What you have to do:
Below is a listing. Write out exactly its lines between the one holding "Write out, after" and the one holding "negative clicks: (338, 92)", inclusive.

Material for this task:
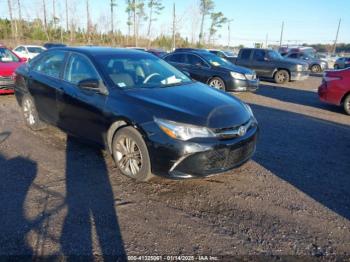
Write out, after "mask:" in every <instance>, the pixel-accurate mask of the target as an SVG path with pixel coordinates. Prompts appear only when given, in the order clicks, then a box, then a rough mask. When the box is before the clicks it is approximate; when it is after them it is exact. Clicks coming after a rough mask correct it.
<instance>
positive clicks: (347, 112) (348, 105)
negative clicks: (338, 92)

==

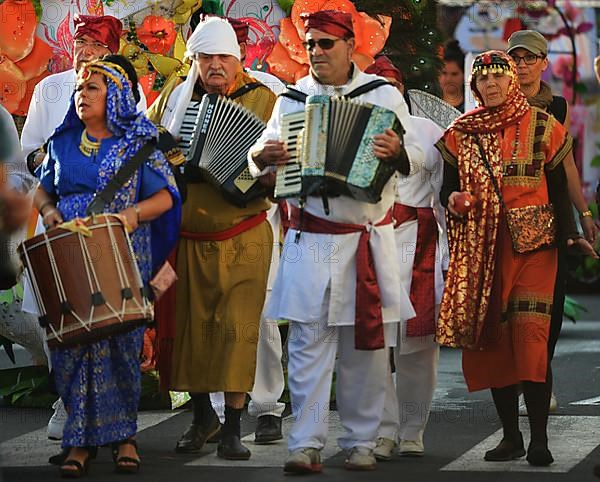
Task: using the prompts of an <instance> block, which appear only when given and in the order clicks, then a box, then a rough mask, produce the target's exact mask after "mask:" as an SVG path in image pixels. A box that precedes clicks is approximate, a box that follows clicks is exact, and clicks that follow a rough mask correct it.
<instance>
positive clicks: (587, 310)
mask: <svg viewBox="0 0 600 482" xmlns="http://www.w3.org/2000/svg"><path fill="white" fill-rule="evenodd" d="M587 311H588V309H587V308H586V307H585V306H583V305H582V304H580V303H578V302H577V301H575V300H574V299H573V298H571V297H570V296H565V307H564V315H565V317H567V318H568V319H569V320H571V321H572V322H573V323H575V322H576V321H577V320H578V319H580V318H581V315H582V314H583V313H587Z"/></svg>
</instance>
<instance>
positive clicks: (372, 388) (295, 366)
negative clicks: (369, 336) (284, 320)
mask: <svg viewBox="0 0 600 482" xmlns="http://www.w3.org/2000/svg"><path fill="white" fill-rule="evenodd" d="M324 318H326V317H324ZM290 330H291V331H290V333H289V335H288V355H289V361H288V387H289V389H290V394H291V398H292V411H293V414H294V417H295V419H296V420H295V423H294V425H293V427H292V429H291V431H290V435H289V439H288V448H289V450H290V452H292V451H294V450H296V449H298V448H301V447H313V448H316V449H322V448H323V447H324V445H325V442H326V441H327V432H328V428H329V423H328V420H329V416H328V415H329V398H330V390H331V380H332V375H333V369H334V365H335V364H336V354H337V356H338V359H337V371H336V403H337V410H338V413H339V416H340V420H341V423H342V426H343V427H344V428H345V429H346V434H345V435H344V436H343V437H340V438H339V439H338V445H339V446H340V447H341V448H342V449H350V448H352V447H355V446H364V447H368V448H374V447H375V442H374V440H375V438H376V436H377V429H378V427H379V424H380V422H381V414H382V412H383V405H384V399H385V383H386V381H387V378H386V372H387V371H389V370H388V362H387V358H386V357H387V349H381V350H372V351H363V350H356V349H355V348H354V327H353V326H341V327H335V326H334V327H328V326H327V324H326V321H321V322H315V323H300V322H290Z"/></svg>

--

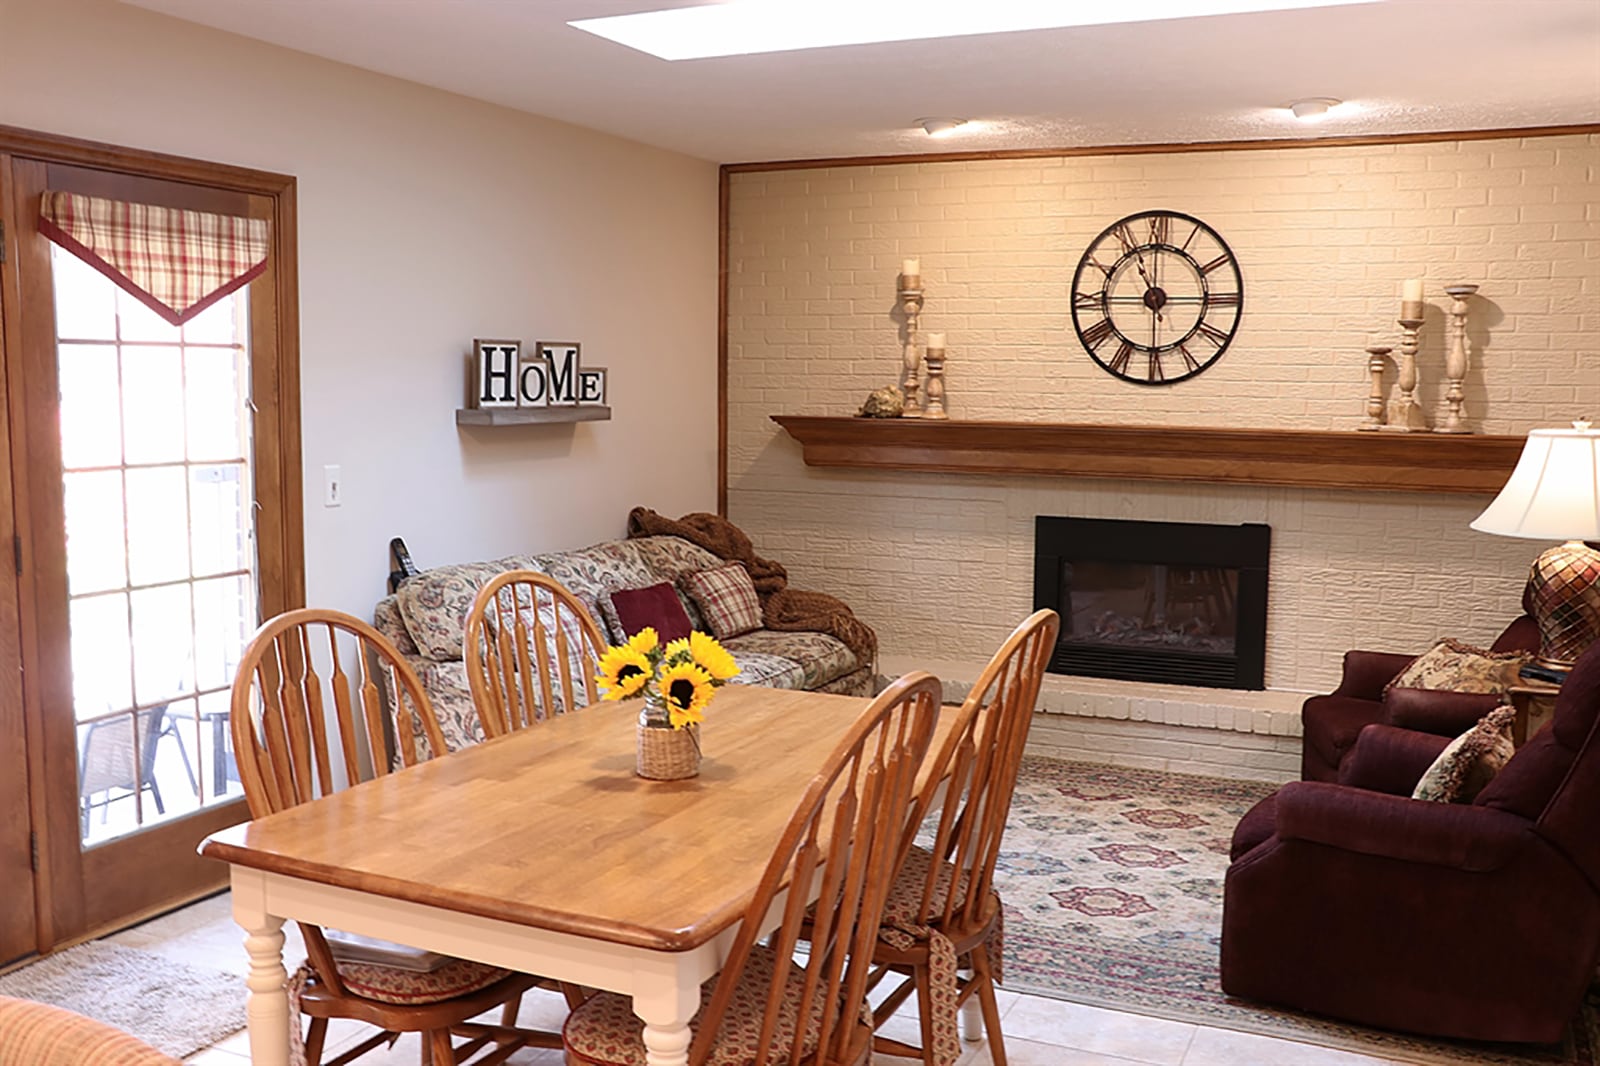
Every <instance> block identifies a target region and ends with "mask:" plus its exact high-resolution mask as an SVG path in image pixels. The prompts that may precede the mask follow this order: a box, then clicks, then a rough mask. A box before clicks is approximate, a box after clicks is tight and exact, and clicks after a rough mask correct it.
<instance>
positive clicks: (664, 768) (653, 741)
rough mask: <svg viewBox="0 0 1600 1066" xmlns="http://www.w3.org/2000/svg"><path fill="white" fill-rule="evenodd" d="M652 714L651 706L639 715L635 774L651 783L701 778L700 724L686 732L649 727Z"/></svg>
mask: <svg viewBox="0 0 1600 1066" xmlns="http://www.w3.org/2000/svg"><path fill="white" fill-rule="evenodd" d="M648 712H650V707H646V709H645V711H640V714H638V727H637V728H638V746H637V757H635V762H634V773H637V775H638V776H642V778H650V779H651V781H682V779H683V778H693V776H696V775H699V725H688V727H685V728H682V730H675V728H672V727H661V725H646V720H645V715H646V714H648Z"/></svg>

Answer to this task:
Write out, after "mask:" in every <instance>, the pixel-accurate mask of the target as an SVG path with pixel coordinates. Prompts appear only when given, in the order clicks, then a box, then a rough mask. When the box is before the clicks it is approximate; when it is after them it is exact. Clicks coming after a rough mask correct it.
<instance>
positive clicks: (347, 112) (348, 105)
negative clicks: (338, 92)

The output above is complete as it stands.